[Records from a dataset]

- - - - -

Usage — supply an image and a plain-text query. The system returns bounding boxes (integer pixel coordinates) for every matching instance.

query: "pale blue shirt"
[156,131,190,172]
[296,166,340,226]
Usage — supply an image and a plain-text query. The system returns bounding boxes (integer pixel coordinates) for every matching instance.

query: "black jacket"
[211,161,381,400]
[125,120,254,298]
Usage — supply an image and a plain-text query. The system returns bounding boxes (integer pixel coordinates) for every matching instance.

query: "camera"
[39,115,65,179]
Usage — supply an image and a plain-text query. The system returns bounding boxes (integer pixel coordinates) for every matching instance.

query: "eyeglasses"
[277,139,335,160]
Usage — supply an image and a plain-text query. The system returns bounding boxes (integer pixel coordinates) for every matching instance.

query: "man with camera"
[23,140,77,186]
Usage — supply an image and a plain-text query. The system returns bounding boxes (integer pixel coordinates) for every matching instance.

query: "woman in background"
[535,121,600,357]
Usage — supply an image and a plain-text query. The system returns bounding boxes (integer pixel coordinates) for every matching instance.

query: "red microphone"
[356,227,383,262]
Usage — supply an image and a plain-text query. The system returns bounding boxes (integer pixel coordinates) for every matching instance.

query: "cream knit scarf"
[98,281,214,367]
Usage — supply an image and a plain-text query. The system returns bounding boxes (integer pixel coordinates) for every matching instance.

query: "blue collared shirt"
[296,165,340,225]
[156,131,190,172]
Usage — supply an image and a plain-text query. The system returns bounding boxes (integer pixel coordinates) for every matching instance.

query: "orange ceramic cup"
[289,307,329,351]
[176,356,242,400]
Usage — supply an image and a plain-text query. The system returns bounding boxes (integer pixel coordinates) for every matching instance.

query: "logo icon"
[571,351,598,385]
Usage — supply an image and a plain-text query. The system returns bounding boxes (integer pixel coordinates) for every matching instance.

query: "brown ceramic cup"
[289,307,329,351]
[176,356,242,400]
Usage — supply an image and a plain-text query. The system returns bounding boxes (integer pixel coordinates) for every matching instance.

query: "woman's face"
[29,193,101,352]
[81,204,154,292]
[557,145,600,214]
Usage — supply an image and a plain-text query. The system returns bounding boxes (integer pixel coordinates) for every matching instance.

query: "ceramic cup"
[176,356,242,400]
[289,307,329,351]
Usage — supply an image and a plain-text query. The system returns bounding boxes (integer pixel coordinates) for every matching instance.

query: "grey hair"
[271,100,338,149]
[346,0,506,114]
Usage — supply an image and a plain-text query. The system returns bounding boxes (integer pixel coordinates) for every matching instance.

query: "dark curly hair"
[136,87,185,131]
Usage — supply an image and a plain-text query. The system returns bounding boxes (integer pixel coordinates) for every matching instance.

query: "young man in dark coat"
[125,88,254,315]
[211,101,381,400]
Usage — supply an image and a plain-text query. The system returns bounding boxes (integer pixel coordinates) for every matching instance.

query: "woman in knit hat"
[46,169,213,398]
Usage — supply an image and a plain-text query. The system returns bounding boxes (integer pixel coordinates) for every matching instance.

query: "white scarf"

- - - - -

Copy all of the data above word for word, keeping every line unchanged.

Usage — supply an image and a plain-text query. The system returns bounding boxes (integer pixel coordinates) for every matching instance.

query: "pale blue shirt"
[156,131,190,172]
[296,166,340,226]
Usage — supply an image and a plain-text query. The system returns bounding boxes (integer pixel coordinates) for every matching instance.

query: "black jacket"
[211,161,381,400]
[125,120,254,298]
Usage — supply an image and a plain-text query. The system returns bounding boxes (integer pixel coordinates) for every matching instance.

query: "camera"
[39,115,65,179]
Usage — supply an image and a plain-text query. The system returns bounding boxes (integer pixel coordinates) for every matching instance.

query: "eyeglasses"
[277,139,335,160]
Usage — supply an image and a plain-text query. The system returns bounding boxes (integer pixel coordinates) for every matching instance.

query: "man with camera"
[23,140,77,186]
Usage — supply an image and a plain-text query. The system returns bounding boxes (integer pixel coordinates) for every matching instance.

query: "woman in background"
[535,121,600,357]
Usage — supply an image and a plain-text query. The system returns bounding boxes (integer pixel coordinates) for every matching instance.

query: "red microphone"
[356,227,383,262]
Usage — supply an image and a plain-text query. The system returns bounding boxes (integer pixel coordinates) for every matching instance.

query: "cream knit scarf"
[98,281,214,367]
Usage — supply an image and a plain-text query. The system returns bounding boxes (integer pixel coordinates) for every matching instance.

query: "blue collared shirt"
[296,165,340,225]
[156,131,190,172]
Usage — supply an image and a plain-text query. The system returns bounding boxes (integer pixel coordinates) for every matching instance.

query: "orange ceramic cup"
[289,307,329,351]
[176,356,242,400]
Usage — supply an image and a plain-text query. The system returns bounding boxes (integer pixel coordinates) for every matching instance.

query: "logo icon"
[571,351,598,385]
Usage — supply an image and a plain-text query. The system returns bounding boxes (integer pixel coordinates) for every matching instance.

query: "brown ceramic cup"
[289,307,329,351]
[176,356,242,400]
Usage — supply an image and a plain-text query. The system returns bounding boxes (integer pixel coordinates) for every matching instance.

query: "woman's face"
[29,193,101,352]
[81,204,154,292]
[557,145,600,214]
Usage — supply an image and a plain-text query. The system returns bounding boxes (integer pixel coordinates) for every matching instance.

query: "ceramic cup"
[176,356,242,400]
[289,307,329,351]
Usage — supply an image and a plain-text query. The system returns bounding boxes (integer pixel coordinates) for every matching instance.

query: "grey hair"
[271,100,338,149]
[346,0,506,114]
Usage — supply an image and a plain-text query. The system returns bounding boxes (integer pixel coordinates) for every matching instance.

query: "dark curly hair"
[136,87,185,131]
Usage — supply an image and a plain-text query. The system returns bounding boxes (integer pixel coordinates) for every matching instance.

query: "young man in dark coat"
[125,88,254,315]
[211,101,381,400]
Usage — supply an image and a plain-text query. The system returns bounding boxes (integer pixel coordinates) for every matching instance.

query: "woman in knit hat"
[46,169,213,398]
Usage — supply an image and a plain-text query. The system returns bounding boxes (integer pixel coordinates) for every matching instance.

query: "white scarf"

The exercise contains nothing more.